- What to work on:
Repeat the entire listing exactly as written.
Start of Records shown
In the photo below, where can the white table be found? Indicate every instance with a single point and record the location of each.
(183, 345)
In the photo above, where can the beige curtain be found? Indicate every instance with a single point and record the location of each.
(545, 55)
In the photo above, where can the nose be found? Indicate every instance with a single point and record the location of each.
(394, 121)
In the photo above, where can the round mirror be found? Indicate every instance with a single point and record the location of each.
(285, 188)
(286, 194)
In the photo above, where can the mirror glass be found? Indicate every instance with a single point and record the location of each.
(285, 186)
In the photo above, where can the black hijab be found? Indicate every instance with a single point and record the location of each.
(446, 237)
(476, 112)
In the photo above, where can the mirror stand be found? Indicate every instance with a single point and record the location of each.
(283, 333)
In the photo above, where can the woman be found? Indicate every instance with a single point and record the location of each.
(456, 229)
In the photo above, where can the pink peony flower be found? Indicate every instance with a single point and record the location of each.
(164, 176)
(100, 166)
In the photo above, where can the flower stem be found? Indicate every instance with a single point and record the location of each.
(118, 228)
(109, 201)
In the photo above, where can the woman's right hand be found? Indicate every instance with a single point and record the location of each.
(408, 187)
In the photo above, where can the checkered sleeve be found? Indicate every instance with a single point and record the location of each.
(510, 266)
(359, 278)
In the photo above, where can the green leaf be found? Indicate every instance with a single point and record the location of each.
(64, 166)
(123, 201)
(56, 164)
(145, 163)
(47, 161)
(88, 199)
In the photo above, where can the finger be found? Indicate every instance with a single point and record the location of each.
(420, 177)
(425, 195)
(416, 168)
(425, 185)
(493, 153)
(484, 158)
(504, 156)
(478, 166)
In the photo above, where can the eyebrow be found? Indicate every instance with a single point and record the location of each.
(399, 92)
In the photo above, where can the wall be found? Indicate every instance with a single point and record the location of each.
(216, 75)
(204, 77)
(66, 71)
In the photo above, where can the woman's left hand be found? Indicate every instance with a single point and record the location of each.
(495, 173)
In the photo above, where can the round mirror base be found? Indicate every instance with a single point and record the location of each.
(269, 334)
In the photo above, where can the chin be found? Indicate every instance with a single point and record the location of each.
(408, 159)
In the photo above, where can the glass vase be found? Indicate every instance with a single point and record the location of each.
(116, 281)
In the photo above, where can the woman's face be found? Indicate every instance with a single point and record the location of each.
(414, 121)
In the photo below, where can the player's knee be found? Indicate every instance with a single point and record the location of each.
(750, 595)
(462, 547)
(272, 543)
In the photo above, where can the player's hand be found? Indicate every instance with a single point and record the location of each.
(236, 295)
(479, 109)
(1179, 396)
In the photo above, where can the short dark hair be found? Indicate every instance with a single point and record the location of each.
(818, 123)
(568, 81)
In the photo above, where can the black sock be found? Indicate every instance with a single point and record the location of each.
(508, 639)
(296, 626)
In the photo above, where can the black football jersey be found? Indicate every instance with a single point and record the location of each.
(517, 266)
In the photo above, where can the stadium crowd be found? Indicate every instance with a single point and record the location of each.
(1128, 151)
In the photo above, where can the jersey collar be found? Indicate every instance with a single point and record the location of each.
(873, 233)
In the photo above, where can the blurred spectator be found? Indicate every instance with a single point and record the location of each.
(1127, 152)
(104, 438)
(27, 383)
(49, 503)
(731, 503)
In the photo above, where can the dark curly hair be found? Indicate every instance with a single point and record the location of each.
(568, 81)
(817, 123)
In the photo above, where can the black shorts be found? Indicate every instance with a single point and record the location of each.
End of Records shown
- Response to the task:
In the photo below, where can the white table be found? Indicate every instance with a single point and record the location of each.
(183, 345)
In the photo above, where can the beige curtain be found? Indicate every instance with a single point and record the location of each.
(545, 55)
In the photo above, where can the nose be found? Indicate every instance with a single point and record the location of each.
(394, 121)
In the photo above, where can the round mirror be found? Indicate every instance with a single point and record the location of each.
(285, 188)
(286, 194)
In the photo above, where can the mirror glass be found? Indicate every instance with a single point and record the location of each.
(285, 186)
In the photo above, where can the black hijab be found? Indicate every instance with a single point and record the location of each.
(446, 237)
(476, 112)
In the photo above, where can the mirror stand be found? Indicate every instance with a single point and record the location of each.
(283, 333)
In the photo above, where can the woman be found? Indicate every instance with a single point and record the location of each.
(456, 229)
In the photo above, where can the pink peony flower be found? Indicate every instance with a single point and record the location of each.
(164, 176)
(100, 166)
In the photo above, where can the flower stem be found? Indicate every instance with a single point and record the location of each.
(118, 228)
(109, 201)
In the photo above, where can the woman's right hand be found? Indicate every instance with a single point and record the location of each.
(408, 187)
In the photo above, where can the checkered sleeve be found? Indicate every instance with a single point and record the location of each.
(510, 266)
(359, 278)
In the photo above, where can the green leaf be found? Indicate every instance with a single point and record the location of each.
(64, 166)
(123, 201)
(56, 164)
(145, 163)
(47, 161)
(88, 199)
In the photo above, where can the finger be found? Indicate every instance with a single point and record the location of each.
(420, 177)
(425, 195)
(416, 168)
(425, 185)
(493, 153)
(484, 158)
(504, 156)
(478, 166)
In the photo above, where can the eyebrow be found? Indicate every instance with a single point and record the location of each.
(399, 92)
In the photo above, where can the wall be found? Indicate every instance with a single point and record the location of each.
(216, 75)
(204, 77)
(66, 71)
In the photo above, where can the woman's left hand be found? Indicate every instance with a single point and record the location of each.
(495, 173)
In the photo above, where can the round mirror base be found? Indicate every instance with a single point and record the location of each.
(269, 334)
In the photo above, where can the chin be found? Indicate every instance with a single point and record the location of each.
(408, 159)
In the photo above, where can the glass vase be found? Indicate every instance with a single point and record the location of each.
(116, 281)
In the photo above, where can the woman's face be found? Indicate every instance with a single point and record the location of each.
(414, 121)
In the photo below, where can the player's knee be found? Indicate every instance with a single point and record the location of each.
(750, 595)
(462, 547)
(272, 543)
In the photo above, where can the player's hand be found? Indicate every instance with a single point and record the location of each.
(236, 295)
(479, 109)
(1179, 396)
In the photo above, where can the short dark hair be found? Indicate every instance with a single point and record the location of each.
(818, 123)
(568, 81)
In the photo above, where can the black sock be found? Indicate every instance with a single point and record the location of each.
(508, 639)
(296, 626)
In the photo above, where can the black football jersey be found? Indicate every instance with a single point and record the location of each.
(517, 266)
In the photo above, where can the stadium crowd be found? Indicate every instance with a single point and record the location of each.
(1128, 151)
In the photo above, where can the jersey collar be found? Indicate every instance with a single point and record the location of each.
(873, 233)
In the photo above, where can the blurred spectator be found? Indicate every instance with a single point and record the location of each.
(1127, 152)
(104, 438)
(27, 383)
(49, 503)
(731, 503)
In the photo above, where can the dark curly hair be found? Indicate every instance with a single point and record the location of each.
(568, 81)
(817, 123)
In the photo above, where can the black shorts be found? Indicate every instance with a single point and record the location of each.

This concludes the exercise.